_Sección de texto_.
——

- Are you in the mafia?
- Am I In the what? (Tony en un diálogo con su hija)
El intento de Tony Soprano de someterse a psicoterapia para curar su stress o su depresión, quizá su spleen de Nueva Yersey, tiene tanto de ilusorio como la idea de que el amor es gozoso (Proust: “en el amor, la felicidad es un estado anormal”). Tony pretende lo imposible, ser un rey primitivo, generoso y cruel, caprichoso y justo, ligado por línea genealógica con los pares de la mesa redonda de la mafia, y al tiempo un buen padre de familia, un buen vecino, un hombre elegante, un emprendedor al uso, casi diríamos.

——

_Requisitos del ejercicio_.
1. Repite literalmente el fragmento del texto sobre Tony Soprano que va desde "- Am I In the" hasta "uso, casi diríamos.".
2. Convierte en una lista el párrafo del texto sobre Tony Soprano que empieza por "El intento de Tony Soprano" y conserva sus datos principales.
Las filas siguientes proceden de otra fuente.

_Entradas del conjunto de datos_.
——

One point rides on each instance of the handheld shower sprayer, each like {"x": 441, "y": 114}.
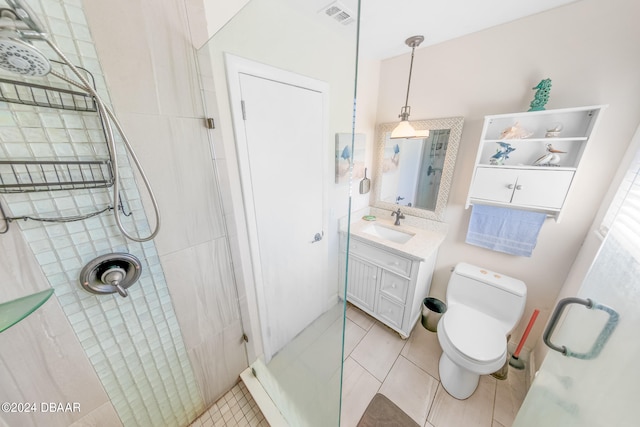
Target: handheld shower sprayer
{"x": 18, "y": 55}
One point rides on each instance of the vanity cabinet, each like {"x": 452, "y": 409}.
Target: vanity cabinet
{"x": 517, "y": 182}
{"x": 386, "y": 284}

——

_Respuestas_.
1.
- Am I In the what? (Tony en un diálogo con su hija)
El intento de Tony Soprano de someterse a psicoterapia para curar su stress o su depresión, quizá su spleen de Nueva Yersey, tiene tanto de ilusorio como la idea de que el amor es gozoso (Proust: “en el amor, la felicidad es un estado anormal”). Tony pretende lo imposible, ser un rey primitivo, generoso y cruel, caprichoso y justo, ligado por línea genealógica con los pares de la mesa redonda de la mafia, y al tiempo un buen padre de familia, un buen vecino, un hombre elegante, un emprendedor al uso, casi diríamos.

2.
- Tony Soprano intenta someterse a psicoterapia para curar su stress o su depresión, quizá su spleen de Nueva Yersey.
- Ese intento es tan ilusorio como la idea de que el amor es gozoso, y se cita a Proust: "en el amor, la felicidad es un estado anormal".
- Tony pretende lo imposible: ser un rey primitivo, generoso y cruel, caprichoso y justo, ligado por línea genealógica con los pares de la mesa redonda de la mafia.
- Al mismo tiempo quiere ser un buen padre de familia, un buen vecino, un hombre elegante y casi un emprendedor al uso.